— Begin —

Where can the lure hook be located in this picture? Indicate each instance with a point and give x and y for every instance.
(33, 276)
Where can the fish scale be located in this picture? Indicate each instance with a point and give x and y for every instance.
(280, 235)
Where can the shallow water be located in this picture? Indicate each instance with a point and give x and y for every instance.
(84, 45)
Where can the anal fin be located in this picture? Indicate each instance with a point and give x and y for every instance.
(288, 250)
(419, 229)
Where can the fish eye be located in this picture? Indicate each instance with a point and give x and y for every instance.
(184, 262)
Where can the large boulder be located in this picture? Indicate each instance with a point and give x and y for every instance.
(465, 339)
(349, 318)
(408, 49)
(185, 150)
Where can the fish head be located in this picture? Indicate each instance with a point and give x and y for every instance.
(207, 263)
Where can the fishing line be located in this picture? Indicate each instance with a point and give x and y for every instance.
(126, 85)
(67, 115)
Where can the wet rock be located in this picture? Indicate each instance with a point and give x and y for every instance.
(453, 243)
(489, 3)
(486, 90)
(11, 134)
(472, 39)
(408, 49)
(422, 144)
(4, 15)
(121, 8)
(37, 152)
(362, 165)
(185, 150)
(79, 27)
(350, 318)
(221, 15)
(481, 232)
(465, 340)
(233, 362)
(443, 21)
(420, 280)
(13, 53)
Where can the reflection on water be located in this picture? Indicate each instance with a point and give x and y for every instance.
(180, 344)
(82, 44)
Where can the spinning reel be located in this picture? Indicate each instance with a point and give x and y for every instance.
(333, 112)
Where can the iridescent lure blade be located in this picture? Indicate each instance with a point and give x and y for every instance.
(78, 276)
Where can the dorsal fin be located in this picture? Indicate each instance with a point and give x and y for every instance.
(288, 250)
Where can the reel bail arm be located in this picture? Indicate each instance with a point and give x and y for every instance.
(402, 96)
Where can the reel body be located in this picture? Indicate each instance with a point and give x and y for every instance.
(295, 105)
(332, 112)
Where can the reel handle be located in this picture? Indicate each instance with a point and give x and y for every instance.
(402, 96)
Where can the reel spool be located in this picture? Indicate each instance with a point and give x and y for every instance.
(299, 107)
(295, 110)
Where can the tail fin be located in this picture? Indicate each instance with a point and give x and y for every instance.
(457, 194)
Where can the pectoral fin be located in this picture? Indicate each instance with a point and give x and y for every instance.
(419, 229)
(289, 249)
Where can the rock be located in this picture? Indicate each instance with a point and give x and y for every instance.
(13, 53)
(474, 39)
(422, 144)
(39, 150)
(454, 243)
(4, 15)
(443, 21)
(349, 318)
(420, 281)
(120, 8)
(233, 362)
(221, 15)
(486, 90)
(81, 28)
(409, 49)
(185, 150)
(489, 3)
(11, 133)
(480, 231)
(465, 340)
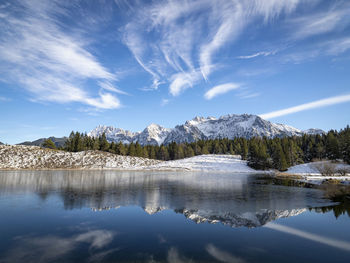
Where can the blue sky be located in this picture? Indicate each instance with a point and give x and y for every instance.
(72, 65)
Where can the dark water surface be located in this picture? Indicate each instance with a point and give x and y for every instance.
(95, 216)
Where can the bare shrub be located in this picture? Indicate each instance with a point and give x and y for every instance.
(343, 171)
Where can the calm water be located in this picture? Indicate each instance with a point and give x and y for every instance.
(93, 216)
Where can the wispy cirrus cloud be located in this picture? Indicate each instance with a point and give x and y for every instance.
(42, 57)
(258, 54)
(220, 89)
(187, 34)
(334, 18)
(307, 106)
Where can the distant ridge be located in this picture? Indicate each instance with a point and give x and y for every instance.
(200, 128)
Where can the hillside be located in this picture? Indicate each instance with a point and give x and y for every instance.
(200, 128)
(59, 142)
(33, 157)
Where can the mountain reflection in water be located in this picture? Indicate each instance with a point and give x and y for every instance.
(232, 199)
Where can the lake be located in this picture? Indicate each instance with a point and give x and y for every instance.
(109, 216)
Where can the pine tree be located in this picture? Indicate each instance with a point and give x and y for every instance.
(279, 159)
(104, 145)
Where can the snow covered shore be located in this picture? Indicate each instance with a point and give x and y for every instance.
(33, 157)
(319, 171)
(208, 162)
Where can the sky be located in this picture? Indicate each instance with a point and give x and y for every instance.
(73, 65)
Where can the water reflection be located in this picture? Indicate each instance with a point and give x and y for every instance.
(234, 200)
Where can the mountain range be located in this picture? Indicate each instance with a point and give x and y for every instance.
(201, 128)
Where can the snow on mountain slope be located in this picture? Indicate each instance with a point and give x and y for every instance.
(200, 128)
(154, 134)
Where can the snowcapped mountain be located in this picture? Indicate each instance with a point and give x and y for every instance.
(200, 128)
(314, 132)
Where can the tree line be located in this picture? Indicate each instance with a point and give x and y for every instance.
(261, 153)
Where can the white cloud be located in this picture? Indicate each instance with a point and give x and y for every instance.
(336, 18)
(220, 89)
(222, 256)
(4, 99)
(110, 87)
(307, 106)
(258, 54)
(343, 245)
(46, 60)
(182, 81)
(174, 40)
(164, 102)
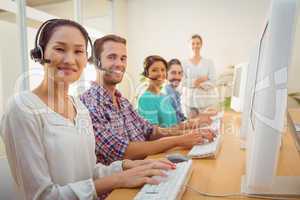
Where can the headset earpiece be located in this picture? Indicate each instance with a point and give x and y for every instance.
(37, 54)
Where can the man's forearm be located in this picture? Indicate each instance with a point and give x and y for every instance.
(139, 150)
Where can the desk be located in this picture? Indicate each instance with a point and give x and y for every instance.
(223, 175)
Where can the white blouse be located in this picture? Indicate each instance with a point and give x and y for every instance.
(194, 71)
(51, 157)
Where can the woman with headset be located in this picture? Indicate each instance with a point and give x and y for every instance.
(199, 80)
(49, 136)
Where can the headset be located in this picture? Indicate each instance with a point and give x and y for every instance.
(37, 53)
(145, 72)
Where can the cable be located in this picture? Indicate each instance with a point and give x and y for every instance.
(237, 195)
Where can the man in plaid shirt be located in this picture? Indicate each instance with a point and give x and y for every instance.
(119, 131)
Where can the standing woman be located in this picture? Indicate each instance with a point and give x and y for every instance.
(199, 79)
(156, 106)
(48, 134)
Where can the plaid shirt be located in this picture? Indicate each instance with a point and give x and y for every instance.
(114, 128)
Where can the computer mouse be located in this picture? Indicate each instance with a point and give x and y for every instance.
(177, 158)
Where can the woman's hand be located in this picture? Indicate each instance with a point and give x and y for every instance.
(142, 174)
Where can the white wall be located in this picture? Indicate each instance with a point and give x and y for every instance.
(10, 58)
(230, 29)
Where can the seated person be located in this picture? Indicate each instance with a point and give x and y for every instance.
(174, 77)
(155, 106)
(119, 131)
(48, 134)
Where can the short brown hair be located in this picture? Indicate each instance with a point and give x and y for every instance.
(196, 36)
(150, 60)
(173, 61)
(98, 44)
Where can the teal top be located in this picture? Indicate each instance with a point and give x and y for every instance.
(157, 109)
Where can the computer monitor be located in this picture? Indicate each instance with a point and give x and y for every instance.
(268, 104)
(251, 71)
(239, 86)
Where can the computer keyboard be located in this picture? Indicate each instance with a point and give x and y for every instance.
(209, 149)
(171, 188)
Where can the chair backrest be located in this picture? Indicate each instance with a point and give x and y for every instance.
(7, 184)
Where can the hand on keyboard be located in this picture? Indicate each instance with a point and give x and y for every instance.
(170, 188)
(143, 174)
(129, 164)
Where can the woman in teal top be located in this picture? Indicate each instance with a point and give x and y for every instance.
(153, 105)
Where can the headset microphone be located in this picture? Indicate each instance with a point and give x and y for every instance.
(44, 61)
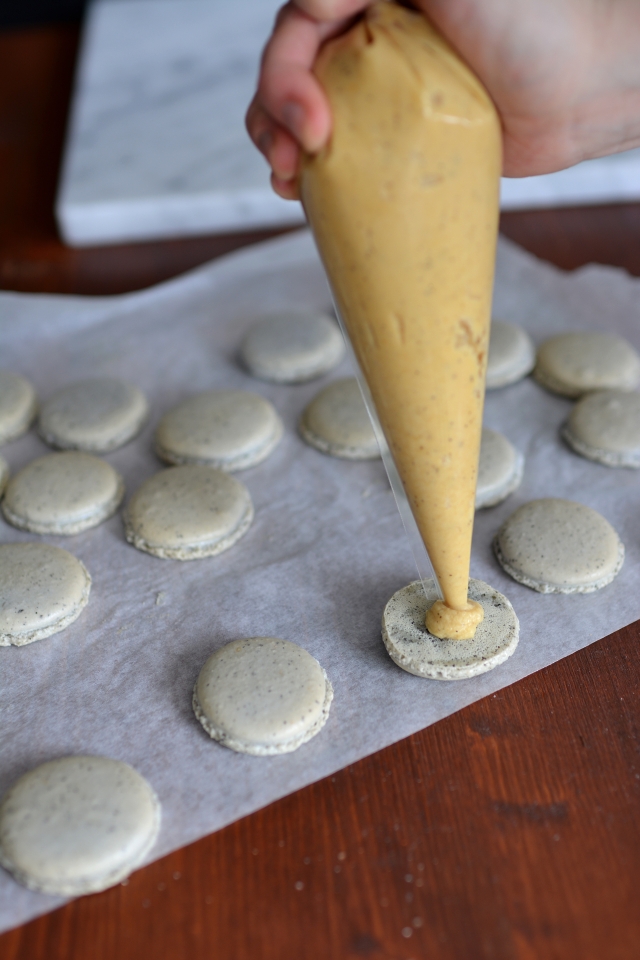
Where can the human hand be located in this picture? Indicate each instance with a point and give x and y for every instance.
(563, 74)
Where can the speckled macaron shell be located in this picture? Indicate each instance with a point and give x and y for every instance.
(262, 695)
(63, 493)
(77, 825)
(4, 475)
(499, 471)
(605, 427)
(292, 346)
(512, 354)
(559, 546)
(414, 649)
(43, 589)
(96, 415)
(336, 422)
(228, 429)
(18, 405)
(573, 364)
(187, 513)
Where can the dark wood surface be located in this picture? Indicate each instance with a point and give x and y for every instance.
(510, 831)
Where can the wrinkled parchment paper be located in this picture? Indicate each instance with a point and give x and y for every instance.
(325, 552)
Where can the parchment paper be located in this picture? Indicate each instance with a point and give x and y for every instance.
(325, 552)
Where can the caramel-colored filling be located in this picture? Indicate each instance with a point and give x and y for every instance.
(403, 203)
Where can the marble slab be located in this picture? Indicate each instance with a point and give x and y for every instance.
(157, 147)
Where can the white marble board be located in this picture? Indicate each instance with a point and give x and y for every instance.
(157, 147)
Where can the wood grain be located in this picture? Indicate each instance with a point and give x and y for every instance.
(510, 831)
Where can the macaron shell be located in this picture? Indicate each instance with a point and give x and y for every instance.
(336, 422)
(512, 354)
(416, 651)
(573, 364)
(500, 469)
(605, 427)
(77, 825)
(292, 346)
(187, 513)
(262, 695)
(18, 405)
(43, 590)
(63, 493)
(227, 429)
(95, 415)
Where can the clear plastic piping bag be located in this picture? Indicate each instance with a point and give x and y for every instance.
(426, 572)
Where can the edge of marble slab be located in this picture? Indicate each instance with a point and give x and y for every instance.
(171, 217)
(168, 217)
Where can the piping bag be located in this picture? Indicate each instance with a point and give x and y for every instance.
(403, 203)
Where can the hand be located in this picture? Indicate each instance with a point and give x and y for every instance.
(564, 75)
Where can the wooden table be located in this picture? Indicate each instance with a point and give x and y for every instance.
(510, 831)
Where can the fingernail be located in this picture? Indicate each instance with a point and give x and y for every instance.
(293, 118)
(265, 142)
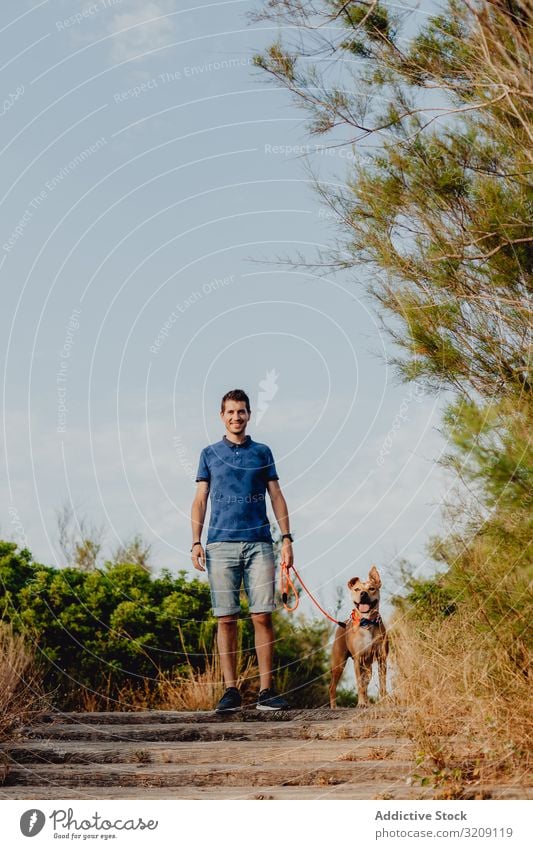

— End —

__WRITTEN TASK__:
Count the lines of data that contain the word "marble" and give only that number.

__FINAL RESULT__:
3